Current Latitude:  -70
Current Latitude:  -60
Current Latitude:  -50
Current Latitude:  -40
Current Latitude:  -30
Current Latitude:  -20
Current Latitude:  -10
Current Latitude:  0
Current Latitude:  10
Current Latitude:  20
Current Latitude:  30
Current Latitude:  40
Current Latitude:  50
Current Latitude:  60
Current Latitude:  70
DONE


Let's plot the locations of one of these subsets just to make sure the code is doing what we think it is doing. We can do this in two ways: first, check to make sure that the profiles are distributed across all latitudes. At the same time, we can see how the distribution of the test profiles compares to the overall distribution of profiles. Latitudes that are better represented in the test set than in the complete data set have data across more longitudes (i.e. the Southern Ocean) than in other areas (i.e. the Mediterranean Sea). 

In [8]:
fig=plt.figure(figsize=(16,8))
ax1=fig.add_subplot(1,2,1)
ax1.hist(data['LATITUDE'].values,bins=np.arange(-75,76,10),edgecolor='m',linewidth=2,facecolor='gray',label='All Profiles',alpha=0.5,density=1)
ax1.set_ylabel('Fraction of Profiles',fontsize=18)
ax1.set_ylim(0,0.025)
plt.tick_params(labelsize=16)
ax1.set_xlabel('Latitude',fontsize=18)
plt.legend(loc='best',fontsize='x-large')
ax2=fig.add_subplot(1,2,2)
ax2.hist(data['LATITUDE'].values[tlist[0]],bins=np.arange(-75,76,10),edgecolor='m',linewidth=2,facecolor='gray',label='Test Set',alpha=0.5,density=1)
plt.tick_params(labelsize=16)
plt.legend(loc='best',fontsize='x-large')
ax2.set_xlabel('Latitude',fontsize=18)
ax2.set_ylim(0,0.025)
if save_plots==True:
    plt.savefig(sfpath+'latitude_hist.pdf',format='pdf',bbox_inches='tight')
    plt.close()
else:
    plt.show()

A second method is tos simply plot the points on a map. If it's working, we should see data points all over the globe (excepting areas where there is no data).

In [9]:
fig=plt.figure(figsize=(12,10))
m = Basemap(projection='robin',lon_0=-180,resolution='c')
m.drawcoastlines()
m.fillcontinents(color='gray')
cp=m.scatter(data['LONGITUDE'].values[tlist[0]],data['LATITUDE'].values[tlist[0]],latlon='True',s=5)

- PROBLEMS -
a) According to the notebook excerpt, which region is given as an example of an area with data across more longitudes?
b) Repeat the notebook excerpt from "ax2=fig.add_subplot(1,2,2)" up to and including "is no data).".

(Location labeling records)
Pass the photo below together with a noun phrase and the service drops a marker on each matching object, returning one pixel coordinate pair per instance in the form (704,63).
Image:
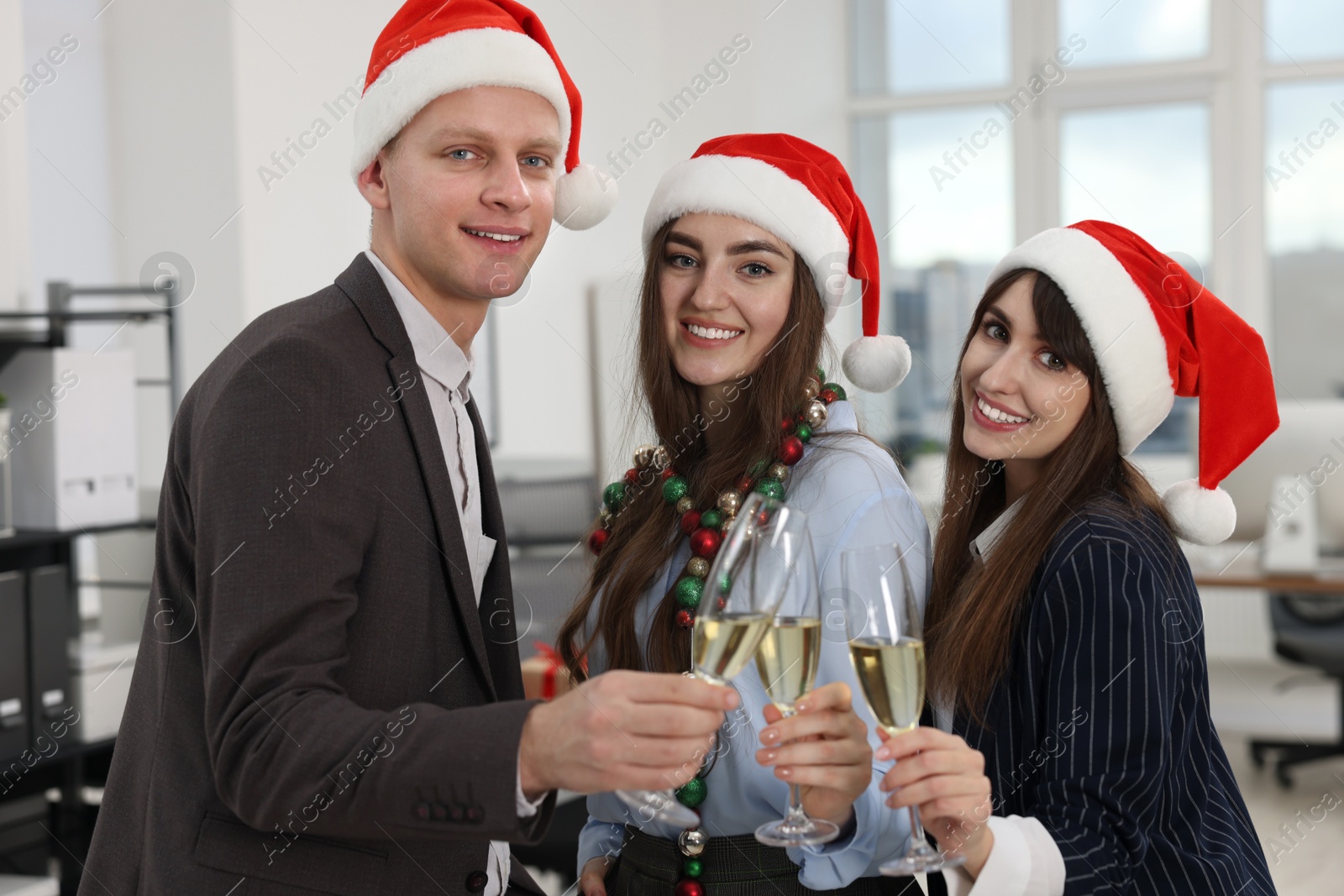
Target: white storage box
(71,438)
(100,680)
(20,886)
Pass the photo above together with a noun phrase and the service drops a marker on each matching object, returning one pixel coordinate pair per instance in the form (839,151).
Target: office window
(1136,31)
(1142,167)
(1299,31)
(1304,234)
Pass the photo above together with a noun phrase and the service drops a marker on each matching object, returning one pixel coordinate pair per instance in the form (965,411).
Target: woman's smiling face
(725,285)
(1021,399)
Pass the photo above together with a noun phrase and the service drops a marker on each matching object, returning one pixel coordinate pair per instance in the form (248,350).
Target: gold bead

---

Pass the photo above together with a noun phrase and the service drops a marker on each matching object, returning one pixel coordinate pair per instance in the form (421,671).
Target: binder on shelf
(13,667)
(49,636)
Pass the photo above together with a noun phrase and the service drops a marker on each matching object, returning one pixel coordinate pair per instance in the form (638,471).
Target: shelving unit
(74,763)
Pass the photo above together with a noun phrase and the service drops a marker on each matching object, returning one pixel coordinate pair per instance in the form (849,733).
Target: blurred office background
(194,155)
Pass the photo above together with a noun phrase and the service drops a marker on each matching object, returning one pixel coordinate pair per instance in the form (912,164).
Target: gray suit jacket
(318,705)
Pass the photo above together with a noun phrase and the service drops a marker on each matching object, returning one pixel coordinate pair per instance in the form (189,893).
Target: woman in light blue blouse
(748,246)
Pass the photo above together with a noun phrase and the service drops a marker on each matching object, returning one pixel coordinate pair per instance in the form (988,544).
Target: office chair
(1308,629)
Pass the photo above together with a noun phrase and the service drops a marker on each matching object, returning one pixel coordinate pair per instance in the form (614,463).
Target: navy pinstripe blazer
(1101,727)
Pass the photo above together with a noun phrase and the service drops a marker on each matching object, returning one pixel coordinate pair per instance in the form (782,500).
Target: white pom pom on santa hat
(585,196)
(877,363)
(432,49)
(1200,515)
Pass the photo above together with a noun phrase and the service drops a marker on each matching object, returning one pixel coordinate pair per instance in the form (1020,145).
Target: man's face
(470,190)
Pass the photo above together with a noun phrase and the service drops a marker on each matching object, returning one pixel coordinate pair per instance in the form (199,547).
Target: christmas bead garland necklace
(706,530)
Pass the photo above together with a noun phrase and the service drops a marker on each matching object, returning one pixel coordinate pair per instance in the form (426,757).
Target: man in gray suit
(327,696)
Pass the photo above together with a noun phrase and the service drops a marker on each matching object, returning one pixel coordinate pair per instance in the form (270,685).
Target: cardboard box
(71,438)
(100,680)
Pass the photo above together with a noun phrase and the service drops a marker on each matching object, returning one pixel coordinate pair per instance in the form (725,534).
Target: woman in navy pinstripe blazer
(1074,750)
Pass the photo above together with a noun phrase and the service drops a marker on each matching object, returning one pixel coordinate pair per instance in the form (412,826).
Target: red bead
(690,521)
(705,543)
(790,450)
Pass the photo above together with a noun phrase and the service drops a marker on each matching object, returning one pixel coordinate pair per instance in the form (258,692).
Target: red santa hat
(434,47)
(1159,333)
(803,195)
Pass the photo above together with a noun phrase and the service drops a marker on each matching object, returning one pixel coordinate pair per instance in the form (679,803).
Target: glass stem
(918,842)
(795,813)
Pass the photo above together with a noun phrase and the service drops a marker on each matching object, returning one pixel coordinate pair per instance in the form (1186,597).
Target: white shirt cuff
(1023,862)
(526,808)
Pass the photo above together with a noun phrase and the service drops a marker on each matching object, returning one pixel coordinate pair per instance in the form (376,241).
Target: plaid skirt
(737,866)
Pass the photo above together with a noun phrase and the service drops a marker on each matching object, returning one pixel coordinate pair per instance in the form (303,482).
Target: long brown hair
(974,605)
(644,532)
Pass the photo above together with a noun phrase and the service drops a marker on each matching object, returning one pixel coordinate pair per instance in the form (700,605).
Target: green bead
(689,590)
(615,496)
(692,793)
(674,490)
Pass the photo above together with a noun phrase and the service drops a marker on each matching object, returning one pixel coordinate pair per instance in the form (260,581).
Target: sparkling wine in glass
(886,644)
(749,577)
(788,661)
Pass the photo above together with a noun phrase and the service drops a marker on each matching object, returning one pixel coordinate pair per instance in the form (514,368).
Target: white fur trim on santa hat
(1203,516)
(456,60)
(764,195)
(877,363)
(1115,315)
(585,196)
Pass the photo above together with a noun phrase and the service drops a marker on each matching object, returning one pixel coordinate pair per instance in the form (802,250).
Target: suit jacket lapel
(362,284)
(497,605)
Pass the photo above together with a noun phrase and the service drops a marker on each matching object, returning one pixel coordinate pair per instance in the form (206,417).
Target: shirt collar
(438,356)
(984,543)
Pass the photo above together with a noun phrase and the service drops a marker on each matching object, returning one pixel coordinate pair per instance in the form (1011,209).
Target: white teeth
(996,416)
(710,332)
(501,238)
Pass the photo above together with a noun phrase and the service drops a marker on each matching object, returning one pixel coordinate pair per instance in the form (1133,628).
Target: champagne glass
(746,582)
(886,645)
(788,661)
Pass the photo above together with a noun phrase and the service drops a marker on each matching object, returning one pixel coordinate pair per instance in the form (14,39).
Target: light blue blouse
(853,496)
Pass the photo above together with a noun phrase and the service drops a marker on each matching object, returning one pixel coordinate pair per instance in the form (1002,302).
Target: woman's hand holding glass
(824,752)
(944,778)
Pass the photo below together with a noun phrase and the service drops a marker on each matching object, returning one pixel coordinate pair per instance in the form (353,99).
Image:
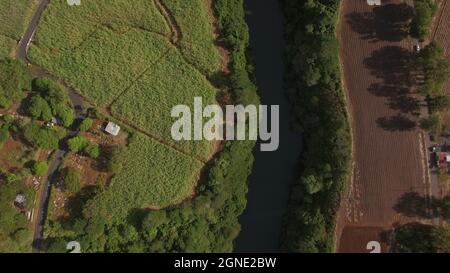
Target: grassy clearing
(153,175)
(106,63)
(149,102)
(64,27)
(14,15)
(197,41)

...

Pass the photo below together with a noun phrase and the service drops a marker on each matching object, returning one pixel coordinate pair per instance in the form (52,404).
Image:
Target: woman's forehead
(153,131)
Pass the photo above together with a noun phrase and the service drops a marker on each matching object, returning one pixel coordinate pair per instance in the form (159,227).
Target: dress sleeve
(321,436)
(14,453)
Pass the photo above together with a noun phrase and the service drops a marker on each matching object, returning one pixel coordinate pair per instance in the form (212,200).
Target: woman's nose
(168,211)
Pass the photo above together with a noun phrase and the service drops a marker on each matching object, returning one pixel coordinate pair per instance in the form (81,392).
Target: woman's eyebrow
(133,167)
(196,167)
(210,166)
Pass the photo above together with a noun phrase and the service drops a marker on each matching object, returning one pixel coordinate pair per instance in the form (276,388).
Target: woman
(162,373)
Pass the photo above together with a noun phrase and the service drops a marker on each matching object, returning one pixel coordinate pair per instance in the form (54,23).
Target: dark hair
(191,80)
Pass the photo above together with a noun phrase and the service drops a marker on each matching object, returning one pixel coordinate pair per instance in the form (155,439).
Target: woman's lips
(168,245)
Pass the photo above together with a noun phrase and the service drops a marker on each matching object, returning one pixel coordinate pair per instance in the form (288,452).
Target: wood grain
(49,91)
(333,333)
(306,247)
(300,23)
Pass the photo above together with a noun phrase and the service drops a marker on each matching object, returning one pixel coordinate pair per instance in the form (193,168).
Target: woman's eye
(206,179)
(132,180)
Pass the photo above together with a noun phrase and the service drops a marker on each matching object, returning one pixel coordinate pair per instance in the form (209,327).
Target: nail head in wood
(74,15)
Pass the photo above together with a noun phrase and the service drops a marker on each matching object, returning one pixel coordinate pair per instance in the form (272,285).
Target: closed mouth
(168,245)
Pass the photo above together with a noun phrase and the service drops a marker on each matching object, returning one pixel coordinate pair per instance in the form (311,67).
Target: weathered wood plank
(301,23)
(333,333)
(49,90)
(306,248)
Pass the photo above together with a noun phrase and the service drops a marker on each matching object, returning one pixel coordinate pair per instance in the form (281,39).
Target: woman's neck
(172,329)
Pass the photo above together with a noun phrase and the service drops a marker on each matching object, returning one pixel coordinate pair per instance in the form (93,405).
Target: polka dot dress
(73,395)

- RESPONSES TO THE EXERCISE -
a) The Southern Ocean.

b)
ax2=fig.add_subplot(1,2,2)
ax2.hist(data['LATITUDE'].values[tlist[0]],bins=np.arange(-75,76,10),edgecolor='m',linewidth=2,facecolor='gray',label='Test Set',alpha=0.5,density=1)
plt.tick_params(labelsize=16)
plt.legend(loc='best',fontsize='x-large')
ax2.set_xlabel('Latitude',fontsize=18)
ax2.set_ylim(0,0.025)
if save_plots==True:
    plt.savefig(sfpath+'latitude_hist.pdf',format='pdf',bbox_inches='tight')
    plt.close()
else:
    plt.show()

A second method is tos simply plot the points on a map. If it's working, we should see data points all over the globe (excepting areas where there is no data).